### 提供テキスト
↓

これが歴史的にも価値の高い、嘗て、大山参りの人々を導き、心の支えにもなった石仏が物質文明に毒された20世紀を過ごされた果ての姿と思うと、現代が、あまりにも惨めに見えてくる。 |
写真6 旧根小屋小学校前の大山道標 |
根小屋の石仏・大山道標を求め歩いて、余りにも惨めな結果となってしまったので、東会館の本で見た、あのどっしりと道標の上に座しておられる城山町の不動明王道標(前掲写真5)に会いたくなり、橋本での所用の帰りに訪ねてみた。
本に掲載されていた、不動尊が大山と大書された立派な石柱の上に座す写真と、それが立つ場所を示した地図を片手に、城山町の原宿自治会付近の道筋を歩く。手に持つ紙を広げて、通りかかった地元の古老の方に伺うと、「此の辺りは大抵私の本家の土地で・・」とのお話。これは良い方に巡り会ったと喜んだが、肝心の道標に関しては「そんなものがどこかにあった気もするが・・?」と一向に要領を得ない。 地図を見ると原宿自治会館前道路の向い側に在る筈であるが、その場所にはスーパーが建ち、その前の道は目下工事中である。スーパーで店長に「此の辺りに古い道標が有った筈ですが・・?」と聞くと、「確かに在った様ですが今はどこにあるのか・・?」の返事。道路工事の交通整理をしていたおじさんに聞くと「此処の者でないので良く分からないけれど、そういうものは役場に行けば分かるのでは・・」の話。 原宿自治会館も、昨年であったか、古い建物が現代的な建物に変わってしまった。以前の自治会館前には亀の彫刻が上に乗った古い井戸があったことを思い出し、新しい自治会館の裏手に回ると、小さな神社の周囲を鉄の檻で囲んだ一画がある。鉄柵の入り口には大きな鍵が下がり、内側には容易に入ることが出来ない仕組みとなっている。柵の間から中を覗くと、幾つかの石仏様のものが狭い場所に並べられ、入り口近くに布地で覆われた石仏が置いてある(写真7)。どうやら探し求めた、嘗ては、背丈程の道標上にどっしりと座っておられた不動明王の様である。 道標の柱は?と柵の隙間から探すがそれらしきものは見あたらない。柵の中に入れないのが何とももどかしいが如何ともしがたく、当日はそれまでと諦めることにした。 |
|
写真7 城山町の大山道標の現状 |
|
原宿自治会館前の工事中道路に再び出る。 嘗て大山を目指した人々は、何を思い 何を語りながら歩いたであろうか。 今、その古道の辻は道路工事の真っ最中で、その場所にあの大山道標が存在した痕跡のかけらも無い(写真8)。

↑

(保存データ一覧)

↓

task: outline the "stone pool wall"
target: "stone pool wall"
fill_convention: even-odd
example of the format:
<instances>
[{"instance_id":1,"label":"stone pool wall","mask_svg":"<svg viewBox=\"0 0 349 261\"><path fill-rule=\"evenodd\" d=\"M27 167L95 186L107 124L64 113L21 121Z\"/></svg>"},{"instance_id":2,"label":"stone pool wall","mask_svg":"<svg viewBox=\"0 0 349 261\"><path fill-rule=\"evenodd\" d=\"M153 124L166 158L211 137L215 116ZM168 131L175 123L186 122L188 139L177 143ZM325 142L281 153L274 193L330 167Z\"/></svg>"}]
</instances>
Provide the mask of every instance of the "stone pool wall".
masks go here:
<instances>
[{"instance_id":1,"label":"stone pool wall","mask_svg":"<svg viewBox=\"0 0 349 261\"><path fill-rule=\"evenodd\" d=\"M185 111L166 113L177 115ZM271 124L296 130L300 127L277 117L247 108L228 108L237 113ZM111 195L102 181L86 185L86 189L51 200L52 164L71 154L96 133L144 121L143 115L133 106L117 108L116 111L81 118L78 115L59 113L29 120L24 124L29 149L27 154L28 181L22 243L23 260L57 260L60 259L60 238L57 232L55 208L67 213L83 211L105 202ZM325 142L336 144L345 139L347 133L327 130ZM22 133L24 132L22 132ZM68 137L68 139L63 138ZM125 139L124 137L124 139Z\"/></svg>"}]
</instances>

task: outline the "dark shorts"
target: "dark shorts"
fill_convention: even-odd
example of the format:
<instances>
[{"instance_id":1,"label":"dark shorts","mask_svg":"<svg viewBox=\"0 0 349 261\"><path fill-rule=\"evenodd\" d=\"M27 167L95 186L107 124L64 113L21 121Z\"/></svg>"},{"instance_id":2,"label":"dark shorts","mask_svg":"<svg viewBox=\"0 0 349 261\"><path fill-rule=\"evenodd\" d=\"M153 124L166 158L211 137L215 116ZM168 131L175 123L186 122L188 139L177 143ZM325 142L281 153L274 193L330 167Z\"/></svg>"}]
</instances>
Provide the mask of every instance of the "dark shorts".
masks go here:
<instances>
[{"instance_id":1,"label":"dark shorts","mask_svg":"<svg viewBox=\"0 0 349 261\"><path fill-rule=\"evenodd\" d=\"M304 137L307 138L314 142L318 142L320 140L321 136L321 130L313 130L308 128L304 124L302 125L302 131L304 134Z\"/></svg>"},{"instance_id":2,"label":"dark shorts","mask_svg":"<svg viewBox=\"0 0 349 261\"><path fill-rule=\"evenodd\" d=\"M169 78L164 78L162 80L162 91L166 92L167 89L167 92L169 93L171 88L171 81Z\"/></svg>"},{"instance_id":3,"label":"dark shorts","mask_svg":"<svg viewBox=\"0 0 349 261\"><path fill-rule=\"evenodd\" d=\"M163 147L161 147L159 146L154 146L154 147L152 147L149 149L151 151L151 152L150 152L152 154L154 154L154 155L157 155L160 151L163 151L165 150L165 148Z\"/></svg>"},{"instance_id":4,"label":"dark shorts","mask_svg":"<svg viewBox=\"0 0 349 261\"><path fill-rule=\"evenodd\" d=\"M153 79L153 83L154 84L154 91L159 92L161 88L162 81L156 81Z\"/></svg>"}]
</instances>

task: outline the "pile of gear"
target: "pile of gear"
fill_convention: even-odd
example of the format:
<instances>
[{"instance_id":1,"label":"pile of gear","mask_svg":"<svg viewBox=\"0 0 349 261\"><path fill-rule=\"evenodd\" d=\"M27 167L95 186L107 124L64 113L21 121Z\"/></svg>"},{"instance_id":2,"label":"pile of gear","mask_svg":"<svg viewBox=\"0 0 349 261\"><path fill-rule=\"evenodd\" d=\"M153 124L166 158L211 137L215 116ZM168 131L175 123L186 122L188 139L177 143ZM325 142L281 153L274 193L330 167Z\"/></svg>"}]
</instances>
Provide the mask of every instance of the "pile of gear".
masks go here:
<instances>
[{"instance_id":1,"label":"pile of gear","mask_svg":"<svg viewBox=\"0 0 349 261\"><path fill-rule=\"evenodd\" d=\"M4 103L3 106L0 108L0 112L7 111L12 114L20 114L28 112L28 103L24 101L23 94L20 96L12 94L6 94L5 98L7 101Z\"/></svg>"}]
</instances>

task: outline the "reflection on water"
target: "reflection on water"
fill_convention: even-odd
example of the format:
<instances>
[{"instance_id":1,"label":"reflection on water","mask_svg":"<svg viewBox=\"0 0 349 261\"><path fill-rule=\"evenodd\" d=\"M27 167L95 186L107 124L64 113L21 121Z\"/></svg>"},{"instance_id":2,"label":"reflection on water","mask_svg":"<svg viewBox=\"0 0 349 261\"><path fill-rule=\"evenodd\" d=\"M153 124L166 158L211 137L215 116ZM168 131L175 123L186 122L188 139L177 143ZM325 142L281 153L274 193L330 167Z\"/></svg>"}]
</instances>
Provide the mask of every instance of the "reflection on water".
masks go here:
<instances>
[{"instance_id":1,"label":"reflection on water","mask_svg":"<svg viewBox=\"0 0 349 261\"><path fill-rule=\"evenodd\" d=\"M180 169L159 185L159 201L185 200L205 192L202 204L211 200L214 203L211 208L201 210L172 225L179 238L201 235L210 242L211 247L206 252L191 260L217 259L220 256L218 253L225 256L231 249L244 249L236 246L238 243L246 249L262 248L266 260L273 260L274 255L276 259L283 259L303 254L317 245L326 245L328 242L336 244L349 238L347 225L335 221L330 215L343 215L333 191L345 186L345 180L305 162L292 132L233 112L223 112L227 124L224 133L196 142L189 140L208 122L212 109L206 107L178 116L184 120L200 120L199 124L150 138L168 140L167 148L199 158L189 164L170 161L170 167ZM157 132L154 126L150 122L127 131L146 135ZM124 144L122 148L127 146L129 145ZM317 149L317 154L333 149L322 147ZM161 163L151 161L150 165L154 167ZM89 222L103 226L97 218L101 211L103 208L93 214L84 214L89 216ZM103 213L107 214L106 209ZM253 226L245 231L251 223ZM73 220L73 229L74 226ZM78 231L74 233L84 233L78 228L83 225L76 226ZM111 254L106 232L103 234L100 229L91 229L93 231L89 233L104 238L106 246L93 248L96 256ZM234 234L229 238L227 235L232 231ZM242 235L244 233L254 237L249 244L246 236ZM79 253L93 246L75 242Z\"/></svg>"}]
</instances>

↑

### 課題の目的
提供テキストについて、次の問いに答えよ。
(a) 城山町の不動明王道標を訪ねたのは、どこでの所用の帰りか。
(b) 地図によれば、その道標はどこに在るはずだったか。
(c) 以前の原宿自治会館前には何があったか。

### 完成した解答
(a) 橋本での所用の帰り。
(b) 原宿自治会館前道路の向かい側。
(c) 亀の彫刻が上に乗った古い井戸。